PROBLEM:
Your answer should consist of the lines in the listing that hold "detect".

Start of DATA SUPPLIED

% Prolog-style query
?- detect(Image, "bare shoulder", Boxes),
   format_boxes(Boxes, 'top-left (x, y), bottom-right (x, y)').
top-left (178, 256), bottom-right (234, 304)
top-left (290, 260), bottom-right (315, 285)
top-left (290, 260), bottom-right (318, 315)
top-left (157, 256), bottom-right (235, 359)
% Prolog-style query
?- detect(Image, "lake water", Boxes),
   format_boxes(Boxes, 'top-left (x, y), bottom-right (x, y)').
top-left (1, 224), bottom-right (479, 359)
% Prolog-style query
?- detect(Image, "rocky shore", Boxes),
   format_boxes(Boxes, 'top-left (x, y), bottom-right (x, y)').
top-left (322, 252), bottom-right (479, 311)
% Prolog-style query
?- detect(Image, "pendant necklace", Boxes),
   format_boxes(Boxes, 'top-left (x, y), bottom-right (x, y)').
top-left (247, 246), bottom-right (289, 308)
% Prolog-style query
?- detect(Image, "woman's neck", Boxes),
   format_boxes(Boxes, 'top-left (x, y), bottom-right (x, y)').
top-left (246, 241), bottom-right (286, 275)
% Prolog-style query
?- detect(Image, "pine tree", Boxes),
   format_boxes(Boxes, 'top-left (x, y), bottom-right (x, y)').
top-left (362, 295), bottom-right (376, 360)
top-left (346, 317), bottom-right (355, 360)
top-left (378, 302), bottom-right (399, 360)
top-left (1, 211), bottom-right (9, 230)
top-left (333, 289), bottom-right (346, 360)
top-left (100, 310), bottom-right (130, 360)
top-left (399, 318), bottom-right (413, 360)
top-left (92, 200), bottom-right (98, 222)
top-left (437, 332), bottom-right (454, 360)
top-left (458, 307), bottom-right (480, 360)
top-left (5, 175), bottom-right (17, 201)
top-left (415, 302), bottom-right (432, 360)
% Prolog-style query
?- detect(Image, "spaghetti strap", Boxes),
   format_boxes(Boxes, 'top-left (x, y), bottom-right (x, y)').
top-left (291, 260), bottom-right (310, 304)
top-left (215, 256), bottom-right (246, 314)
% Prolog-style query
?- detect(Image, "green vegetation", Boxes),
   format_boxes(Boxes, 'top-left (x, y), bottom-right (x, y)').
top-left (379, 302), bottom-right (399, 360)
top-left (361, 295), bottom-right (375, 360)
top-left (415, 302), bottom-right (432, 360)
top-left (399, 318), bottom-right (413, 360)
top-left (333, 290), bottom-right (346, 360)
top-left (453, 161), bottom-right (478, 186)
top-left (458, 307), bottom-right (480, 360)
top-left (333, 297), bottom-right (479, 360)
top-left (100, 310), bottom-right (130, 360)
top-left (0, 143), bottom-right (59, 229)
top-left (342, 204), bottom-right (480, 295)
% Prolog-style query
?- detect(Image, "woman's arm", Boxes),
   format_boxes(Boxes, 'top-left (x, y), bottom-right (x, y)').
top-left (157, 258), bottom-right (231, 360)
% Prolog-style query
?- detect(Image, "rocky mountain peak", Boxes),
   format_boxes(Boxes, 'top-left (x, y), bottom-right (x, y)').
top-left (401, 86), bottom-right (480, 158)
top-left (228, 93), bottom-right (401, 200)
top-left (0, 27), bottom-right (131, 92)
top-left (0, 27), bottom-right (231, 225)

End of DATA SUPPLIED

ANSWER TO THIS EXERCISE:
?- detect(Image, "bare shoulder", Boxes),
?- detect(Image, "lake water", Boxes),
?- detect(Image, "rocky shore", Boxes),
?- detect(Image, "pendant necklace", Boxes),
?- detect(Image, "woman's neck", Boxes),
?- detect(Image, "pine tree", Boxes),
?- detect(Image, "spaghetti strap", Boxes),
?- detect(Image, "green vegetation", Boxes),
?- detect(Image, "woman's arm", Boxes),
?- detect(Image, "rocky mountain peak", Boxes),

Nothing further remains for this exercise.